### WHAT THE EXERCISE ASKS
Extend the passage on budgeting for AI product costs, picking up after its final sentence.

The model you choose is not a quality decision or a cost decision. It is the same decision, made separately for every task your product performs.
Get this wrong in the generous direction and your margins quietly bleed. Get it wrong in the frugal direction and you have saved a few cents per session on the one path where saving money was never the point.
The costs nobody puts in the demo
The token bill is the part you can see. The part you cannot see is larger.
Evaluation is not free: to know whether one model is doing its job you generally pay another model to grade it, which means your quality assurance has a metered cost of its own. Guardrails mean you frequently run the same request more than once — a generation, a check, sometimes a regeneration — so a single user-facing reply can quietly cost you two or three times what the demo implied. Observability, logging, the storage of every interaction in a domain where you may later need to prove exactly what was said: all metered, all real, none of it in the pitch.
And then there is the most expensive token of all, which is a human. In a high-stakes product the escalation path does not end at a cheaper model. It ends at a clinician. In a low-stakes product, the cost of being wrong is a refund. In ours, the cost of being wrong is a person. That single fact bends the entire P&L, because past a certain level of risk you are no longer buying inference at all. You are buying confidence, and confidence has a price curve that turns sharply upward exactly where you most need it.
There is also the tax you pay for moving at all. Every time you swap in a newer model — and you will, because they keep getting better and cheaper — you inherit a regression test across every surface you have ever shipped. The upgrade that shaves a real fraction off your cost per million tokens also costs you a fortnight of re-checking that nothing in the crisis path now behaves slightly differently than it did last week. Nobody warns you that the savings have an invoice attached.
How to actually budget the thing
This is the AI product P&L, and it has a shape. If you are the person holding the number, here is the work.
Start with cost per active user per month, and refuse to look at it as one figure. Decompose it by feature, because the chat companion, the triage step, session prep and treatment formatting have wildly different cost profiles, and the blended average hides the one that is about to become a problem. The feature that worries me is never the expensive one I already watch. It is the cheap one whose usage is quietly compounding.

Region pointing data:
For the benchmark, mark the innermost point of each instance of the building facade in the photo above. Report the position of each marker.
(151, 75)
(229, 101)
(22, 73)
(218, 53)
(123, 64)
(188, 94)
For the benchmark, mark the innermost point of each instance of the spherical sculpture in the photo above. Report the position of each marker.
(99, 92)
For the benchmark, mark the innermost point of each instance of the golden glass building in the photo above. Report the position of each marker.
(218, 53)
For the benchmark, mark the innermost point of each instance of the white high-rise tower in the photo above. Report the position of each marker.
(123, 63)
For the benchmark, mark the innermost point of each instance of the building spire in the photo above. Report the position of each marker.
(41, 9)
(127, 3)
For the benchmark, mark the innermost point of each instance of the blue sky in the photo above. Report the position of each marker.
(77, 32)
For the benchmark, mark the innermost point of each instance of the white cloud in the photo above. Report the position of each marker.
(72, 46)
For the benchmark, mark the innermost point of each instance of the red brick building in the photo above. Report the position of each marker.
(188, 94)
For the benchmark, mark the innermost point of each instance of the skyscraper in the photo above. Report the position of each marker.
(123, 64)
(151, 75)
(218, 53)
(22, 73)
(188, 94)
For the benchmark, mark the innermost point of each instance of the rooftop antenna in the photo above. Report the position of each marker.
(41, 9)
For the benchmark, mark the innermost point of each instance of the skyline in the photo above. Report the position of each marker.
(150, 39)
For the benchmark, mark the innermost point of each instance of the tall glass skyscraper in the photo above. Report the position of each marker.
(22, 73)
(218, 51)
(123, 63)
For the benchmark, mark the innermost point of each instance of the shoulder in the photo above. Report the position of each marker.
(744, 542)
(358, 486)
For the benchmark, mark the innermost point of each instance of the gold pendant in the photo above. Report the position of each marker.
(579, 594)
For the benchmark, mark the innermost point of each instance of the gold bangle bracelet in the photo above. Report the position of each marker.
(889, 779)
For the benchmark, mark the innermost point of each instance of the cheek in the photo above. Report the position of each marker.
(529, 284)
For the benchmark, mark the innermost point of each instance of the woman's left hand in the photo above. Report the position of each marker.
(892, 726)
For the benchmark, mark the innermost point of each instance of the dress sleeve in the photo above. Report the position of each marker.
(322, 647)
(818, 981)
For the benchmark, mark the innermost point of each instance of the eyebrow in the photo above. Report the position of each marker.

### RESPONSE FOR THIS EXERCISE
Then map each feature to what it is actually for. Some of these features exist to lift utilisation — the metric an enterprise buyer renews on, because HR did not purchase a product for employees to ignore. Those features earn their token cost by moving a number that shows up in the renewal conversation. Others are pure cost of doing business in a regulated category; they will never show up in a sales deck, and you pay for them anyway. Knowing which is which is the difference between a budget you can defend and a budget you can only apologise for.
On build versus buy, the calculus is duller than the debate around it. You fine-tune when volume multiplied by the per-call saving comfortably clears the engineering cost of doing so and maintaining it forever. Below that line you stay with prompt engineering and a hosted model, because the cheapest custom model is the one you never had to keep alive. Most teams fine-tune too early, for the same reason most people buy the professional camera before they have taken the amateur photographs.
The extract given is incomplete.